*** Provided information ***

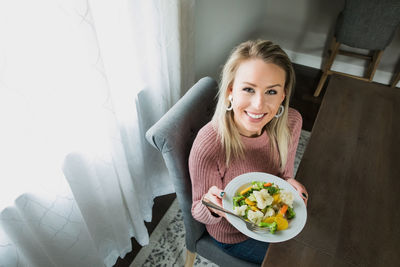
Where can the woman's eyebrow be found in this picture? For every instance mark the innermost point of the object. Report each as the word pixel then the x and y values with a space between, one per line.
pixel 270 86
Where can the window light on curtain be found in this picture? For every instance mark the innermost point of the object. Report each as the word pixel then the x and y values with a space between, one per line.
pixel 80 83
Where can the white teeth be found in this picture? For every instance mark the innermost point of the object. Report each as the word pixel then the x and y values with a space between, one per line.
pixel 254 116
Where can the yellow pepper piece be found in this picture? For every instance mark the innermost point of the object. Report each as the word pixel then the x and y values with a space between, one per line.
pixel 254 208
pixel 249 202
pixel 246 190
pixel 269 219
pixel 277 198
pixel 282 222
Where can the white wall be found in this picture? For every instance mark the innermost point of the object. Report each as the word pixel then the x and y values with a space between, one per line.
pixel 302 28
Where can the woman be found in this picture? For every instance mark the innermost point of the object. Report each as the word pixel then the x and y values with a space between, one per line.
pixel 253 129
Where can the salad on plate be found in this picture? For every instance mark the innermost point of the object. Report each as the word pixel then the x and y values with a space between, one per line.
pixel 265 204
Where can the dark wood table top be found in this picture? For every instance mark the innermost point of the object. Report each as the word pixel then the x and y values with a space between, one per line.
pixel 351 169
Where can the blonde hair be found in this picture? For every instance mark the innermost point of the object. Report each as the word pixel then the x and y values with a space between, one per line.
pixel 277 129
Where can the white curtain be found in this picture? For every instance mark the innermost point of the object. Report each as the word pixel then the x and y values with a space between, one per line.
pixel 80 83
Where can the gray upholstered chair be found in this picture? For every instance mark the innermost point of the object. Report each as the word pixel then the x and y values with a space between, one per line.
pixel 362 24
pixel 173 136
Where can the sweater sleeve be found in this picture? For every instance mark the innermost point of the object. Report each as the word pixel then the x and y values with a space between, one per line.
pixel 203 168
pixel 295 123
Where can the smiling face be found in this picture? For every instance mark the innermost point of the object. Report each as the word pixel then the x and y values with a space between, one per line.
pixel 258 91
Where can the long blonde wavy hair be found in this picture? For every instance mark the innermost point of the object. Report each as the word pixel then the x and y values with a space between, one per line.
pixel 277 129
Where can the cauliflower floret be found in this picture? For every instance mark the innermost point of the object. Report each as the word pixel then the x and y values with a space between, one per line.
pixel 241 211
pixel 252 198
pixel 255 216
pixel 263 198
pixel 269 213
pixel 287 198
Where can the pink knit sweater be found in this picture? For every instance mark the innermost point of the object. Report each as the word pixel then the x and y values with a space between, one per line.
pixel 207 168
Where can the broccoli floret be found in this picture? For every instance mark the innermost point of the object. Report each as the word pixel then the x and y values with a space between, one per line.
pixel 258 185
pixel 272 190
pixel 236 200
pixel 290 214
pixel 273 227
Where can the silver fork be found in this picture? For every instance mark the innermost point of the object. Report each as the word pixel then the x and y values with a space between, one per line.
pixel 250 225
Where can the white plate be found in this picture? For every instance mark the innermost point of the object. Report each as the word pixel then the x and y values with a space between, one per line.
pixel 295 225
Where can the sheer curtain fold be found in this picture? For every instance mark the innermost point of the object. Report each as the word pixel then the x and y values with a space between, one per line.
pixel 80 83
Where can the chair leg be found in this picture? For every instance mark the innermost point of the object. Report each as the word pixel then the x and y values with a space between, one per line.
pixel 190 257
pixel 321 84
pixel 376 58
pixel 327 67
pixel 396 80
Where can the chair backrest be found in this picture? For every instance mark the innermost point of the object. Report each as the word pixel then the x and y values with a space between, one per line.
pixel 173 136
pixel 368 24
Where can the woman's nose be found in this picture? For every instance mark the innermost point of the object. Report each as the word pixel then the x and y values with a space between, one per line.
pixel 258 102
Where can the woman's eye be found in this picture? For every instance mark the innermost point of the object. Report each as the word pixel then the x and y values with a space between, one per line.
pixel 271 92
pixel 249 90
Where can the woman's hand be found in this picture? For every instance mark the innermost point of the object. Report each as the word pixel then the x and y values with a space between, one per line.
pixel 300 189
pixel 215 195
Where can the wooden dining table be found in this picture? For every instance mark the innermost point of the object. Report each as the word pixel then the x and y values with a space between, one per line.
pixel 351 169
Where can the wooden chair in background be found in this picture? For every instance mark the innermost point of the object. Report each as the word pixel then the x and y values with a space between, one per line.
pixel 364 24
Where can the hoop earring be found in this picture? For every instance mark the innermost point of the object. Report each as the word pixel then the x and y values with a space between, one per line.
pixel 280 112
pixel 230 107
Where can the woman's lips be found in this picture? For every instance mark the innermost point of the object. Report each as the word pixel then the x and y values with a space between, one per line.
pixel 255 116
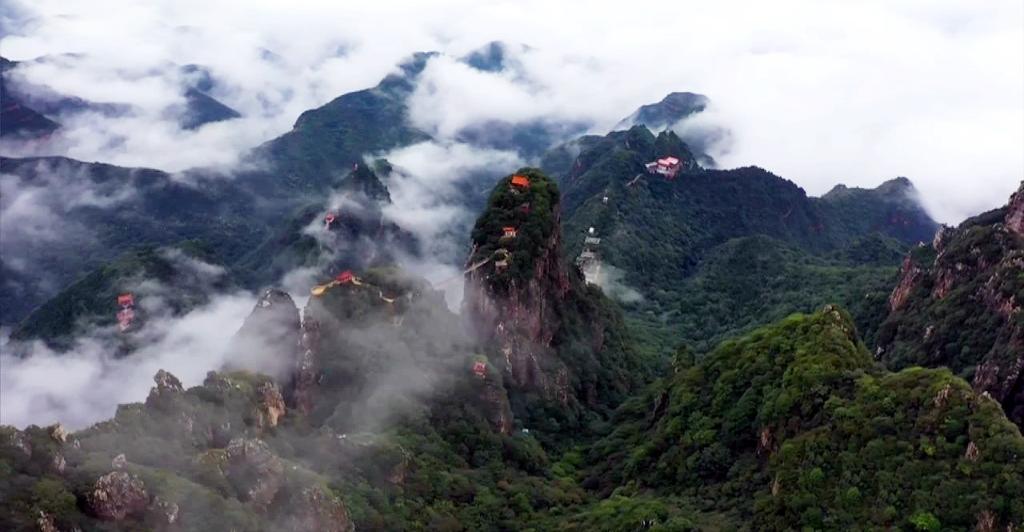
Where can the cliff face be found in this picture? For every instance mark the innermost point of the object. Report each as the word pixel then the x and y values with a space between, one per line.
pixel 1015 214
pixel 958 304
pixel 541 325
pixel 787 418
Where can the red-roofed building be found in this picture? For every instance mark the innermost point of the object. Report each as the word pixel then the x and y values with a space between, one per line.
pixel 668 167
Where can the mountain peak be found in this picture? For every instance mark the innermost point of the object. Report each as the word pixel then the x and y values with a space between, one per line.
pixel 674 107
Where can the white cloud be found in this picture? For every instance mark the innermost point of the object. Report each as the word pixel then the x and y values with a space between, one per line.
pixel 818 92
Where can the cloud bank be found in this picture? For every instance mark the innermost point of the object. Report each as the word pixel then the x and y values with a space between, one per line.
pixel 818 92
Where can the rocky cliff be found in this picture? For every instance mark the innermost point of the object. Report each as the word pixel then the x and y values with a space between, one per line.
pixel 957 304
pixel 555 340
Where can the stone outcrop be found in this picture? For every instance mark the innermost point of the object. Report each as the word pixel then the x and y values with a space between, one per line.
pixel 975 277
pixel 541 326
pixel 118 495
pixel 514 308
pixel 165 395
pixel 254 470
pixel 271 405
pixel 268 340
pixel 1015 212
pixel 909 275
pixel 316 511
pixel 306 369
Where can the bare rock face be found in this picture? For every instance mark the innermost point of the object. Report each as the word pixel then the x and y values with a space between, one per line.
pixel 306 369
pixel 497 401
pixel 166 393
pixel 268 341
pixel 19 441
pixel 975 276
pixel 118 495
pixel 163 512
pixel 46 523
pixel 119 461
pixel 59 434
pixel 1015 214
pixel 317 511
pixel 909 274
pixel 521 319
pixel 255 472
pixel 271 404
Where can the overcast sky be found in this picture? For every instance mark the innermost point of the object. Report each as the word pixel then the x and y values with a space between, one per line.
pixel 817 92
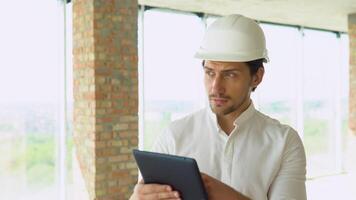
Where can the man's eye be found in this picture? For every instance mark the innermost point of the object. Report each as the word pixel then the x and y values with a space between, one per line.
pixel 209 73
pixel 230 75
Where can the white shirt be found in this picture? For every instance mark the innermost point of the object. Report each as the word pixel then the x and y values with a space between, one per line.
pixel 261 158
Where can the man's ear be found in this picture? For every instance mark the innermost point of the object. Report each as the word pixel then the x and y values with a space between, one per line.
pixel 257 78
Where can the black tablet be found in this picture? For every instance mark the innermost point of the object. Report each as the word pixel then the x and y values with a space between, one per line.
pixel 181 173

***

* Required work *
Set down the lines of the records above exactly, apart from the pictures.

* Task answer *
Where can the woman's eyebrow be found in this picture? For every instance mark the innermost point of the object. Report each as the word pixel then the x and y values with a space between, one per line.
pixel 270 86
Where can the window light on curtain be found in this picture? For every instance mark the innermost point of the object. Report each as the word pixel then the x and y values with a space between, one per line.
pixel 80 83
Where can the white teeth be found in this picture? For every instance mark the innermost point of the object. Report each as the word pixel then the x and y values with a space between, one per line.
pixel 254 116
Where can the yellow pepper piece be found in this picture? For every instance mark the innermost point of the object. Report each as the word pixel then the x and y values with a space between, one per line.
pixel 254 208
pixel 249 202
pixel 246 190
pixel 269 219
pixel 277 198
pixel 282 222
Where can the white wall be found in this picture? For every instance mark the innermost point of the object. Report each as the word pixel then the x and y values with a space between, one per line.
pixel 302 28
Where can the woman be found in this picture? For every instance mark the innermost point of the object. Report each as the word pixel then the x and y values with a space between, one per line.
pixel 253 129
Where can the salad on plate be found in this picture? For every instance mark the innermost point of the object. Report each as the word pixel then the x and y values with a space between, one per line.
pixel 265 204
Where can the dark wood table top be found in this picture? For every instance mark the innermost point of the object. Report each as the word pixel then the x and y values with a space between, one per line.
pixel 351 169
Where can the blonde hair be found in this picture? For every instance mark the innermost point of the object. Report each as the word pixel then the x and y values with a space between, one per line.
pixel 277 129
Where can the white curtain be found in this picture? For every instance mark the innermost point of the object. Report each as the word pixel then the x and y values with a space between, one per line.
pixel 80 83
Where can the gray upholstered chair be found in this picture? For every instance mark the innermost point of the object. Report each as the word pixel then the x and y values with a space between, one per line.
pixel 362 24
pixel 173 136
Where can the sweater sleeve be found in this picture? For every instance mark the innermost point of the object. Report each as the word pixel then the x and y values with a space between, one per line.
pixel 203 168
pixel 295 123
Where can the smiling face be found in this picture? For every instance mark the innermost point of the object. Report each as the word pixel then the x and y values with a space between, one per line.
pixel 258 91
Where can the long blonde wavy hair be found in this picture? For every instance mark the innermost point of the object. Report each as the word pixel then the x and y values with a space between, one per line.
pixel 277 129
Where can the cauliflower floret be found in this picture? For every instance mark the innermost point of the object. Report each as the word pixel then the x and y values with a space between, one per line.
pixel 241 211
pixel 252 198
pixel 255 216
pixel 263 198
pixel 269 213
pixel 287 198
Where can the pink knit sweater be found in this picture? For every instance mark the innermost point of the object. Report each as the word pixel then the x and y values with a space between, one per line.
pixel 207 168
Where can the broccoli floret be found in this picture? For every instance mark the innermost point of the object. Report each as the word pixel then the x and y values with a space between, one per line.
pixel 258 185
pixel 272 190
pixel 236 200
pixel 290 214
pixel 273 227
Where can the silver fork be found in this picture? For every instance mark the innermost point of the object. Report each as the word pixel then the x and y values with a space between, one per line.
pixel 250 225
Where can the white plate be found in this picture? For every instance mark the innermost point of the object. Report each as the word pixel then the x and y values with a space between, one per line.
pixel 295 225
Where can the sheer curtain fold be found in this picture? For every instance mark the innermost point of the object. Report each as the word pixel then the x and y values with a space between, one per line.
pixel 80 83
Where can the chair leg be found in this picture? For every instance mark the innermost point of the object. Report each as the word pixel then the x and y values with a space between, one per line.
pixel 190 257
pixel 321 84
pixel 376 58
pixel 327 67
pixel 396 80
Where can the chair backrest be found in this picture? For every instance mark the innermost point of the object. Report each as the word pixel then the x and y values with a space between, one per line.
pixel 173 136
pixel 368 24
Where can the woman's nose be found in this picture? For every instance mark the innermost point of the object. Report each as the word pixel then the x and y values with a space between, one per line.
pixel 258 102
Where can the woman's eye be found in this picture? For every instance mark the innermost point of the object. Report each as the word pixel then the x and y values with a space between, one per line.
pixel 271 92
pixel 249 90
Where can the woman's hand be found in this picture? For every instance mark the innermost point of the object. Report each as the word pixel then the x and y values with a space between, one per line.
pixel 300 189
pixel 215 195
Where can the wooden dining table be found in this picture? For every instance mark the innermost point of the object. Report each as the word pixel then the x and y values with a space between, one per line.
pixel 351 169
Where can the wooden chair in background be found in this picture? For every instance mark the innermost point of the object. Report each as the word pixel then the x and y values with a space between, one per line.
pixel 364 24
Where can the hoop earring be found in this picture? For every instance mark the innermost point of the object. Report each as the word pixel then the x and y values with a space between, one per line.
pixel 280 112
pixel 230 107
Where can the woman's lips be found in this picture? For every instance mark the innermost point of the object. Report each as the word pixel then the x and y values with a space between, one per line.
pixel 255 116
Where can the cliff face be found in this picture? For every instance mark the innermost point of the object. Report each as the word pixel then the x and y values with a space between, one per line.
pixel 1015 214
pixel 958 304
pixel 541 325
pixel 787 418
Where can the red-roofed building be found in this picture? For every instance mark the innermost point of the object. Report each as the word pixel then the x and y values with a space between, one per line.
pixel 668 167
Where can the mountain peak be found in this picture? For every instance mark the innermost point of the object. Report each as the word pixel then the x and y values with a space between, one per line.
pixel 674 107
Where can the white cloud be found in this picture? For every instance mark the innermost point of the object. Report each as the word pixel then the x and y values with a space between, one per line.
pixel 818 92
Where can the cloud bank be found in this picture? For every instance mark the innermost point of the object. Report each as the word pixel then the x and y values with a space between, one per line.
pixel 818 92
Where can the rocky cliff be found in this picture? For every instance mark the innermost point of the object. Report each as the word pixel then the x and y values with a space between, one per line.
pixel 957 304
pixel 555 340
Where can the stone outcrop be found in this picture? For every instance mark the innermost point of the object. Report each as the word pixel then the x and y values with a space between, one per line.
pixel 975 277
pixel 541 326
pixel 118 495
pixel 514 308
pixel 165 395
pixel 254 470
pixel 271 405
pixel 268 340
pixel 1015 212
pixel 909 275
pixel 316 511
pixel 306 369
Where can the bare rock face be found in this picture? For every instance mark the innermost point of the object. Report each as the word pixel then the x and y values with a space between, one per line.
pixel 306 369
pixel 497 401
pixel 166 393
pixel 268 341
pixel 19 441
pixel 975 276
pixel 118 495
pixel 163 512
pixel 46 523
pixel 119 461
pixel 59 434
pixel 1015 214
pixel 317 511
pixel 909 274
pixel 521 319
pixel 255 472
pixel 271 404
Where can the overcast sky be found in this picture? For every instance mark the innermost point of the object. Report each as the word pixel then the x and y values with a space between, one per line.
pixel 817 92
Where can the man's eye be found in this picture? For every instance mark the innermost point of the object. Report each as the word pixel then the x and y values with a space between, one per line.
pixel 209 73
pixel 230 75
Where can the white shirt be found in this picture? For every instance mark the innermost point of the object. Report each as the word pixel then the x and y values with a space between, one per line.
pixel 261 158
Where can the man's ear be found in this picture? For every instance mark the innermost point of the object. Report each as the word pixel then the x and y values with a space between, one per line.
pixel 257 78
Where can the black tablet be found in this picture? For every instance mark the innermost point of the object. Report each as the word pixel then the x and y values with a space between, one per line.
pixel 181 173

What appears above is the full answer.